[Stored data]

---

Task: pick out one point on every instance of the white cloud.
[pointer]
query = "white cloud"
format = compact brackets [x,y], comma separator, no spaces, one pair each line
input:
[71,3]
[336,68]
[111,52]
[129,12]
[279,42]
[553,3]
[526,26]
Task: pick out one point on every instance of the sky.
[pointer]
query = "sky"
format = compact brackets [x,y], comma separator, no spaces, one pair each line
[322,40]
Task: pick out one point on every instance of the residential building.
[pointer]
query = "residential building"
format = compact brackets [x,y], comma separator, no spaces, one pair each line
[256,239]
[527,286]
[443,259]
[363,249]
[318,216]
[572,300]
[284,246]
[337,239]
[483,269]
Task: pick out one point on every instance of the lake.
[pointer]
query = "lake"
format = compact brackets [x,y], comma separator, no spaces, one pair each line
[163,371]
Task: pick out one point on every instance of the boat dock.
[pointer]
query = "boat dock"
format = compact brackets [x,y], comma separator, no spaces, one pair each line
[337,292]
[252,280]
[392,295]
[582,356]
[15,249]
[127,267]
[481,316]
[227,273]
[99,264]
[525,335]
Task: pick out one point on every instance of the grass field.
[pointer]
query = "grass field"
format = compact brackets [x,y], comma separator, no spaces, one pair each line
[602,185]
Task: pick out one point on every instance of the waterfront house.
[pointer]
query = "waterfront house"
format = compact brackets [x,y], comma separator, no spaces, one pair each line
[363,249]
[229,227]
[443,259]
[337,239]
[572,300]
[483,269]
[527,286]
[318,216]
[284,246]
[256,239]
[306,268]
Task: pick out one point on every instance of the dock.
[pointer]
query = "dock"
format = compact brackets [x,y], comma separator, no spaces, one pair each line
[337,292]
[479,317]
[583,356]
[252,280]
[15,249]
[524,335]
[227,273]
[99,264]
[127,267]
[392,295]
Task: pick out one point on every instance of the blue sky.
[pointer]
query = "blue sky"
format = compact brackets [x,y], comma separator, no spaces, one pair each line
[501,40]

---

= What is expected =
Recast all the lines of the entries above as a JSON list of strings, one string per line, leaving out any blank lines.

= Complete answer =
[
  "Task: pick out one point on every instance of the white cloud.",
  "[pointer]",
  "query = \"white cloud\"",
  "format = compact brackets [x,y], comma separator, no spaces, one pair each line",
  "input:",
  "[71,3]",
  "[336,68]",
  "[111,52]",
  "[129,12]",
  "[279,42]",
  "[553,3]",
  "[526,26]",
  "Task: pick out one point on every instance of the sky.",
  "[pointer]",
  "query = \"sky\"",
  "format = compact brackets [x,y], comma separator, no spaces, one pair each line",
  "[322,40]",
  "Task: pick out one point on every instance of the residential building.",
  "[pointer]",
  "query = \"residential building\"",
  "format = compact brackets [x,y], comma separator, no spaces, one pair each line",
  "[256,239]",
  "[527,286]",
  "[443,259]",
  "[363,249]",
  "[318,216]",
  "[572,300]",
  "[284,246]",
  "[337,239]",
  "[483,269]",
  "Task: pick out one point on every instance of the lake.",
  "[pointer]",
  "query = \"lake\"",
  "format = compact brackets [x,y], comma separator, no spaces, one pair each line",
  "[163,371]",
  "Task: pick out one point on every instance of the boat dock.",
  "[pointer]",
  "query = \"boat dock\"",
  "format = compact brackets [x,y], comma separator, no spaces, one pair each line",
  "[337,292]",
  "[252,280]",
  "[392,295]",
  "[582,356]",
  "[15,249]",
  "[127,267]",
  "[481,316]",
  "[227,273]",
  "[99,264]",
  "[525,335]",
  "Task: pick out one point on every instance of the grass field.",
  "[pointer]",
  "query = \"grass field\"",
  "format = compact brackets [x,y], comma separator, no spaces, one pair each line",
  "[602,185]",
  "Task: pick out one point on every instance of the waterfront house.",
  "[pointer]",
  "query = \"waterfront house\"",
  "format = compact brackets [x,y], comma separator, no spaces, one pair each line",
  "[363,249]",
  "[229,227]",
  "[443,259]",
  "[337,239]",
  "[572,300]",
  "[483,269]",
  "[527,286]",
  "[318,216]",
  "[284,246]",
  "[256,239]",
  "[306,268]",
  "Task: pick out one point on every instance of the dock.",
  "[pointer]",
  "query = \"dock\"",
  "format = compact brackets [x,y], comma separator, no spaces, one pair each line",
  "[337,292]",
  "[479,317]",
  "[583,356]",
  "[252,280]",
  "[15,249]",
  "[524,335]",
  "[227,273]",
  "[99,264]",
  "[127,267]",
  "[392,295]",
  "Task: pick out one point on every instance of the blue sky.",
  "[pointer]",
  "query = \"blue sky\"",
  "format = compact brackets [x,y], comma separator, no spaces, one pair each line",
  "[501,40]"
]